#### Aim
Without omitting anything, retype the data that follows.

#### Dataset records

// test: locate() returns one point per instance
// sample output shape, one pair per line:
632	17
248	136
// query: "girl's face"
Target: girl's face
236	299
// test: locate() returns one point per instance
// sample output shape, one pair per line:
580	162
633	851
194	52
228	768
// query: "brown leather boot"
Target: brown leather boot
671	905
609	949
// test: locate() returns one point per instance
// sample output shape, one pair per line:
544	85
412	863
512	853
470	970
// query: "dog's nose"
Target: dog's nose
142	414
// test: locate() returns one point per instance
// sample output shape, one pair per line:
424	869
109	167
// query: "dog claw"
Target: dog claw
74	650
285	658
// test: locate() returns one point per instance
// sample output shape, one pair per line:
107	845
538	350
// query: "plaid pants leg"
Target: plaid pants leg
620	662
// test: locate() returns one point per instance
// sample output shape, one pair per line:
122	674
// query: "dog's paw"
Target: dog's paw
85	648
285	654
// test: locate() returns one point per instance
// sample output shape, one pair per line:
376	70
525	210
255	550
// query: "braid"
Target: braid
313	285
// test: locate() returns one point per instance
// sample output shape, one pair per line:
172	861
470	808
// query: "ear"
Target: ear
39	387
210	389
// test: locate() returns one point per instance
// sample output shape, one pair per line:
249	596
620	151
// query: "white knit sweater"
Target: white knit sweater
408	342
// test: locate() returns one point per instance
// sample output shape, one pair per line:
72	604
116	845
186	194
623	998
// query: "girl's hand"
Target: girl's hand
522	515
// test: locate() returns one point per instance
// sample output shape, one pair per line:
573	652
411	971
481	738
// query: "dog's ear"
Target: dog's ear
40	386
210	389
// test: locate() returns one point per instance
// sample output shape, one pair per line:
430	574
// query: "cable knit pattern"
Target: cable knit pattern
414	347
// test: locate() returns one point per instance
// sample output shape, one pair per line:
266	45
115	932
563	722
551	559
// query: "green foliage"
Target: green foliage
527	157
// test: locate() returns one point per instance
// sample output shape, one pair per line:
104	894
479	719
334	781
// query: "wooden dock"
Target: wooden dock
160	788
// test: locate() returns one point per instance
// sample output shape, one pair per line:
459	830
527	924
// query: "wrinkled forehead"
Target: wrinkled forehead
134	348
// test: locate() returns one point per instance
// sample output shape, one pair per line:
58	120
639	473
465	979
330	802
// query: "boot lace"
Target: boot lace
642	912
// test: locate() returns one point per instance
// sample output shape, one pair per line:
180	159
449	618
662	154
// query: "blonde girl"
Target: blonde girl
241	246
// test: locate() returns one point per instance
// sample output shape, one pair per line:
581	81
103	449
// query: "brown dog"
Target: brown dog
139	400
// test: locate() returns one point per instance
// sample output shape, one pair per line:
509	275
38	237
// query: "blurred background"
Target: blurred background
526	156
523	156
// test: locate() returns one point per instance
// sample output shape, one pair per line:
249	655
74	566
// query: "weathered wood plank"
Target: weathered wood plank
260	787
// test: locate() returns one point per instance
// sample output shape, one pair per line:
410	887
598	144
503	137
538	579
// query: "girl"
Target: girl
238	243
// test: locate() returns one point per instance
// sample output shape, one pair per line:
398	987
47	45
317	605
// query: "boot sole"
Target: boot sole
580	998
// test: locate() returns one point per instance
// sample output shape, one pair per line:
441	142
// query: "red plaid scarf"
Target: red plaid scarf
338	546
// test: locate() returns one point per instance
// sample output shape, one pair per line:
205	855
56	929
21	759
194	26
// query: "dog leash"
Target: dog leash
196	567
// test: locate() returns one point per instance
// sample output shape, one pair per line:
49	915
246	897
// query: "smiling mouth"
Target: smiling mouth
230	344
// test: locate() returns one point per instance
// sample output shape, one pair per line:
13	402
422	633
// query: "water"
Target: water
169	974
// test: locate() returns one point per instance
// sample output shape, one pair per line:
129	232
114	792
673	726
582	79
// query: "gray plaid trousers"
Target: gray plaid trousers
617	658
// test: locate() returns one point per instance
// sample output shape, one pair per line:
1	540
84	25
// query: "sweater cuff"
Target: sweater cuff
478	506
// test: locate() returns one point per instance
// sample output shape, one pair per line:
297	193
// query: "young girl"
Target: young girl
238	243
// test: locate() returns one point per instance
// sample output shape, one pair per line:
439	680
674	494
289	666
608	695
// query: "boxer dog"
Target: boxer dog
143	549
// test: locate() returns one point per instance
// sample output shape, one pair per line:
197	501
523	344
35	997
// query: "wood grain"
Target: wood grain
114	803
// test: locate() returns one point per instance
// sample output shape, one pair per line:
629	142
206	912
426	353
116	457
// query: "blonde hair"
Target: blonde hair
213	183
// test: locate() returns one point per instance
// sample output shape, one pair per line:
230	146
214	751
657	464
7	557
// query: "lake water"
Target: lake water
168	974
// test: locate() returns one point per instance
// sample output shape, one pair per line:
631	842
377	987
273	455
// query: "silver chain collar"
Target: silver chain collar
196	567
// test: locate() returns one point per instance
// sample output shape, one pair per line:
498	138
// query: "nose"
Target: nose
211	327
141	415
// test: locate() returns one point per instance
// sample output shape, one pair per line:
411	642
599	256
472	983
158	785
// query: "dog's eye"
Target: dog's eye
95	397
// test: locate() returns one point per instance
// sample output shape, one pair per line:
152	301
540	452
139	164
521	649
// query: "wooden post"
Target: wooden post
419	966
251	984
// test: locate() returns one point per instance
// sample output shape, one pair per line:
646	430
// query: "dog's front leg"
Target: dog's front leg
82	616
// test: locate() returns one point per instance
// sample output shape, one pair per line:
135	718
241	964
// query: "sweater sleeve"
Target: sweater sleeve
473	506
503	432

#### Worked solution
// test: locate() returns one point per instance
// sample output shape, one pair per line:
632	17
248	136
// query: "girl's face"
Target: girl's face
236	299
// test: locate() returns one point per instance
// sample output shape, one pair per line:
580	162
633	851
194	52
228	768
// query: "brown leather boot"
Target: brown leather boot
671	905
609	949
// test: locate() returns one point per instance
// sample output shape, one pair per line:
544	85
412	863
512	853
470	970
// query: "dog's nose"
Target: dog's nose
142	414
// test: locate() returns one point per instance
// sample output shape, one pair per line:
424	869
109	167
// query: "dog claw"
Target: dog claw
74	650
285	658
// test: locate() returns one point per instance
// sample output shape, one pair per line:
107	845
538	350
// query: "plaid pants leg"
Target: plaid pants leg
620	662
// test: locate() returns one point per instance
// sample output shape, one pair per line:
122	674
// query: "dog's paw"
Target: dog's paw
85	648
285	654
// test: locate() returns one point per instance
// sample output shape, one pair per line:
376	70
525	210
255	550
// query: "braid"
Target: braid
313	285
// test: locate() returns one point per instance
// sample output shape, one pair per line:
172	861
470	808
// query: "ear"
Target: ear
39	387
210	389
// test: locate() returns one point per instance
// sample output shape, one pair per line:
249	596
620	151
// query: "white knit sweater"
Target: white knit sweater
408	342
// test: locate() returns one point per instance
// sample output shape, one pair per line:
72	604
116	845
186	194
623	998
// query: "girl's hand"
Target: girl's hand
522	515
// test: locate() returns one point per instance
// sample output shape, one pair per line:
573	652
411	971
481	738
// query: "dog's ear"
Target: dog's ear
40	386
210	389
// test: locate() returns one point per instance
// sample output shape, one pair per line:
430	574
// query: "cable knit pattern"
Target: cable knit pattern
414	347
// test: locate() returns one point per instance
// sample output shape, one pair per line:
266	45
115	932
563	722
551	559
// query: "green foliage"
Target: green foliage
527	157
// test: locate() returns one point per instance
// sample output shape, one pair per line:
104	894
479	719
334	781
// query: "wooden dock"
Target: wooden dock
160	788
// test: locate() returns one point per instance
// sample output shape, one pair per line:
459	830
527	924
// query: "wrinkled forehead"
Target: wrinkled forehead
134	348
// test: locate() returns one point per instance
// sample output shape, one pair per line:
58	120
639	473
465	979
330	802
// query: "boot lace"
Target: boot lace
642	912
// test: locate() returns one point per instance
// sample output shape, one pair per line:
180	159
449	618
662	154
// query: "blonde girl"
Target: blonde girl
241	246
// test: locate() returns one point per instance
// sample output shape, one pair per line:
581	81
103	449
// query: "brown dog"
Target: brown dog
139	400
// test: locate() returns one point per instance
// sample output shape, one pair per line:
509	275
38	237
// query: "blurred background"
Target: blurred background
526	156
523	156
// test: locate() returns one point per instance
// sample output shape, one pair per line:
249	655
74	566
// query: "weathered wood plank"
Target: weathered wood plank
260	787
// test: locate() returns one point per instance
// sample output shape, one pair per line:
410	887
598	144
503	137
538	579
// query: "girl"
Target: girl
238	243
// test: locate() returns one point per instance
// sample output shape, one pair per line:
398	987
47	45
317	605
// query: "boot sole"
Target: boot sole
580	998
// test: locate() returns one point per instance
// sample output shape, one pair per line:
441	142
// query: "red plaid scarf"
Target: red plaid scarf
338	546
// test: locate() returns one point per instance
// sample output shape, one pair per line:
205	855
56	929
21	759
194	26
// query: "dog leash"
Target: dog leash
196	567
// test: locate() returns one point per instance
// sample output shape, one pair per line:
49	915
246	897
// query: "smiling mouth"
Target: smiling mouth
230	344
// test: locate() returns one point per instance
// sample output shape, one pair per line:
13	402
422	633
// query: "water"
Target: water
169	974
// test: locate() returns one point per instance
// sample output shape, one pair per line:
129	232
114	792
673	726
582	79
// query: "gray plaid trousers"
Target: gray plaid trousers
617	658
// test: locate() returns one point per instance
// sample output shape, one pair per line:
1	540
84	25
// query: "sweater cuff"
Target: sweater cuff
478	506
// test: locate() returns one point per instance
// sample output shape, one pair per line:
297	193
// query: "young girl"
Target: young girl
238	243
// test: locate() returns one point per instance
// sample output shape, one pair per line:
439	680
674	494
289	666
608	695
// query: "boxer dog"
Target: boxer dog
143	549
// test: locate() returns one point per instance
// sample output shape, one pair per line:
197	501
523	344
35	997
// query: "wood grain"
Target: wood grain
114	803
// test: locate() returns one point per instance
// sample output shape, one pair per line:
629	142
206	912
426	353
116	457
// query: "blonde hair"
Target: blonde hair
213	183
// test: locate() returns one point per instance
// sample output shape, one pair per line:
230	146
214	751
657	464
7	557
// query: "lake water"
Target: lake water
168	974
// test: locate() returns one point per instance
// sample output shape, one pair per line:
631	842
377	987
273	455
// query: "silver chain collar"
Target: silver chain collar
196	567
// test: locate() returns one point per instance
// sample output shape, one pair per line:
498	138
// query: "nose"
Target: nose
211	327
141	415
// test: locate() returns one point per instance
// sample output shape, one pair per line:
411	642
599	256
472	983
158	785
// query: "dog's eye"
Target: dog's eye
95	397
// test: locate() returns one point per instance
// sample output shape, one pair per line:
152	301
540	452
139	164
521	649
// query: "wooden post"
Target: wooden post
419	966
251	984
// test: locate() returns one point per instance
// sample output shape, one pair per line:
646	430
// query: "dog's front leg"
Target: dog's front leg
82	616
// test: locate() returns one point per instance
// sample output shape, one pair per line:
135	718
241	964
// query: "sweater sleeve"
Target: sweater sleeve
473	506
503	432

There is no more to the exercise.